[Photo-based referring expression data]
___

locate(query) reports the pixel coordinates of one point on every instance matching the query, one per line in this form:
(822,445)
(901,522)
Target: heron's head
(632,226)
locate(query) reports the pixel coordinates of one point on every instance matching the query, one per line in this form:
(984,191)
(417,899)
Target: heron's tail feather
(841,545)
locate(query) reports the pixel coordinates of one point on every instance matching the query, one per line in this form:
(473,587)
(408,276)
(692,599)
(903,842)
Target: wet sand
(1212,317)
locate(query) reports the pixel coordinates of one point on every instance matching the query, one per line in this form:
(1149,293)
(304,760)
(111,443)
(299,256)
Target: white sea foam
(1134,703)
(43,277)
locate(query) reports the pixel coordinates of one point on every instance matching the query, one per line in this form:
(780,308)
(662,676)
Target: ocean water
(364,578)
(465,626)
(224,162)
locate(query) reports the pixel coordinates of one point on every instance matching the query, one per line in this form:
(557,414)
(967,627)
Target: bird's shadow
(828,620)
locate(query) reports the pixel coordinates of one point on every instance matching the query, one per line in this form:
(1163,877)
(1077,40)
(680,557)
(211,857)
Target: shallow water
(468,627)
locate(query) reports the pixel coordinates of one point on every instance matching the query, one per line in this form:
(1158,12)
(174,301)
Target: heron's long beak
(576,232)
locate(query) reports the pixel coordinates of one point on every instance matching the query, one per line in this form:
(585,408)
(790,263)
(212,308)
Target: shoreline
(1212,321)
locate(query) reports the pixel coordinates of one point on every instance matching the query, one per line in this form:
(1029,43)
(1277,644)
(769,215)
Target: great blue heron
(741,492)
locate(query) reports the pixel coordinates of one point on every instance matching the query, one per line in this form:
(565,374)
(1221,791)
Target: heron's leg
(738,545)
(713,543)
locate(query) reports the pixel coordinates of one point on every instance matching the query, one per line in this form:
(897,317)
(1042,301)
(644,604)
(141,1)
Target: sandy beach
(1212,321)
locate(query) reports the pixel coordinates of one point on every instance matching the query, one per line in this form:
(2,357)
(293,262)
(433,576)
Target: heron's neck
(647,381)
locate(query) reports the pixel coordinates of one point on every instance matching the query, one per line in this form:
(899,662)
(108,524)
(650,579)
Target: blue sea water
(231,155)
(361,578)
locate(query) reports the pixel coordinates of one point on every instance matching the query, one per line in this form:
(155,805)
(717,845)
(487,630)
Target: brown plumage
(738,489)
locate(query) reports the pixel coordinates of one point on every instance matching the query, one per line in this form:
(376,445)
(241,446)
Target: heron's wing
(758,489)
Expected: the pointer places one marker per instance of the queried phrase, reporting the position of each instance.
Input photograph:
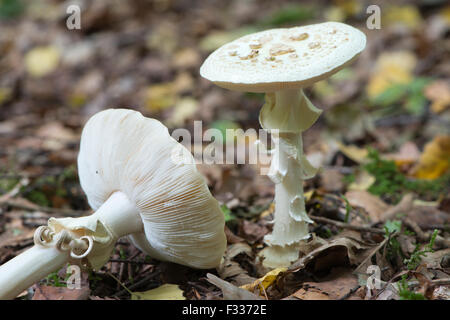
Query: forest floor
(380, 199)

___

WORK TASK >>
Your copy of the entries should be exact and free of pictures.

PROBLEM SOLUTION >>
locate(query) reports the pixel coordinates of one point on every instance matching the query, one per line in this form:
(822,445)
(901,522)
Target: heron's head
(632,226)
locate(query) reports the pixel coordinates of one point on every instance matching the query, one per line in this form:
(984,191)
(417,899)
Target: heron's tail feather
(841,545)
locate(query) reports the pixel coordinates of one point on every instance matching the query, one per line in this form:
(473,587)
(408,276)
(692,599)
(903,842)
Target: wet sand
(1212,317)
locate(query) reports the pixel coordinates of one point on every instance matching the query, one per line in this form:
(1149,293)
(304,760)
(111,443)
(299,256)
Target: white sea foam
(1134,703)
(43,277)
locate(query) reports the pixel coordinates of one point on every instance matching the query, one per line in this form:
(780,308)
(662,676)
Target: ocean water
(364,578)
(465,626)
(224,162)
locate(query) reports the pixel coordinates of one point on every instance matching the query, one per line in this form:
(557,414)
(967,627)
Target: bird's shadow
(828,620)
locate(query) reports the pixel coordinates of one point on every instance matching the query, one per line in this form:
(1163,877)
(1077,40)
(680,557)
(211,857)
Target: shallow water
(468,627)
locate(query) reports the pixel coordinates of one point on every instance matching the query, one per line in this form:
(1158,12)
(174,301)
Target: heron's long beak
(576,232)
locate(query) reports the pixel coordinates of one point on every instance matching the query, one per line in this form:
(585,408)
(790,263)
(212,308)
Target: shoreline
(1212,321)
locate(query) reports the pixel coordinates of one point on every instance matching the query, one per line in this form:
(1029,43)
(1277,644)
(769,215)
Target: great blue heron
(741,492)
locate(query) reports the pixel coordinates of one point on every instance matching the query, one per line in this form:
(565,374)
(1221,791)
Target: heron's leg
(738,545)
(713,543)
locate(query) reports the pixel coordinates of one point on every instance matching the query, one per line in this form:
(897,317)
(1042,301)
(644,604)
(141,1)
Target: sandy beach
(1212,321)
locate(query) reports the pixel coordinates of one point on every instance matching the query, one per line in this form:
(2,357)
(293,262)
(433,576)
Target: heron's neck
(647,381)
locate(query) reports the pixel coordinates of one point on every instance matching the query, one per line in this form:
(899,662)
(108,524)
(650,579)
Target: blue sea water
(231,155)
(361,578)
locate(query) reports the pixel coordinates of one point on every instance matching the query, one per line in this form:
(155,805)
(717,845)
(487,630)
Target: brown plumage
(738,489)
locate(query) reports the pixel coordinates of one point on every instance matching the query, one per line in this form:
(376,445)
(241,446)
Target: heron's wing
(758,489)
Expected: the pointer places one marker per instance of the queried phrase, reporting the position of each instance.
Input photograph:
Query: forest floor
(380, 199)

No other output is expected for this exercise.